EXTRACT PROVIDED -
= = = =

# trigger pull



## bigelow (Oct 25, 2011)

i have a s&w smithandwesson 40 cal. sigma series  ...is there any way to lighten the trigger pull?


----------



## wareagle700 (Oct 25, 2011)

You could replace the striker spring with a reduced power one. Wolff makes them.


----------



## bigelow (Nov 3, 2011)

wareagle700 said:


> You could replace the striker spring with a reduced power one. Wolff makes them.



thanks anyone else?


----------



## gunhand1911 (Nov 8, 2011)

Call David at Adventure outdoors he made a huge improvement on mine .


----------



## tv_racin_fan (Nov 9, 2011)

Try contacting the warranty service gunsmith, at one time he was doing free trigger jobs.


----------



## SkyyDragon355 (Jan 11, 2012)

I have the 9mm version on this handgun. There is another thread on the forum that has a step by step process on how to fix the trigger pull. I've done the modification myself and I haven't had any problems.

http://forum.gon.com/showthread.php?t=264410

If you have any question PM me.

= = = =

Region annotation entries:
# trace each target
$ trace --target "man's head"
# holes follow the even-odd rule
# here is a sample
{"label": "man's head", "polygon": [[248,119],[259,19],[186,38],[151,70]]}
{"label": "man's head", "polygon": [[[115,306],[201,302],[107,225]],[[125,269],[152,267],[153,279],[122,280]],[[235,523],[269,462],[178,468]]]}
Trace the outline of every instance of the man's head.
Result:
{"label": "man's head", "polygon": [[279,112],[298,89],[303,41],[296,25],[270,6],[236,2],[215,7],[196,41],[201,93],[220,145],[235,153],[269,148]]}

= = = =

PROBLEM REQUIREMENTS - Write what comes next in the forum thread about lightening a pistol's trigger pull, beginning after its last line.

EXERCISE RESPONSE -
----------



## WGSNewnan (Jan 11, 2012)

polish the sear and sear block, replace striker spring with new wolf or glock 22 spring, swap trigger return spring with apex spring. you can get it down to a smooth 5.5-7 lbs but anything less can and will make it unreliable.


----------



## bigelow (Nov 2, 2012)

i got a trigger job done recently at adventure out doors got apull lightened and creep was shortened...put about 60 rnds through and feel great...

now does this effect the value + or -


----------



## HOBO (Nov 2, 2012)

....  I don't know about you but I would certainly pay more for a rifle with a good trigger...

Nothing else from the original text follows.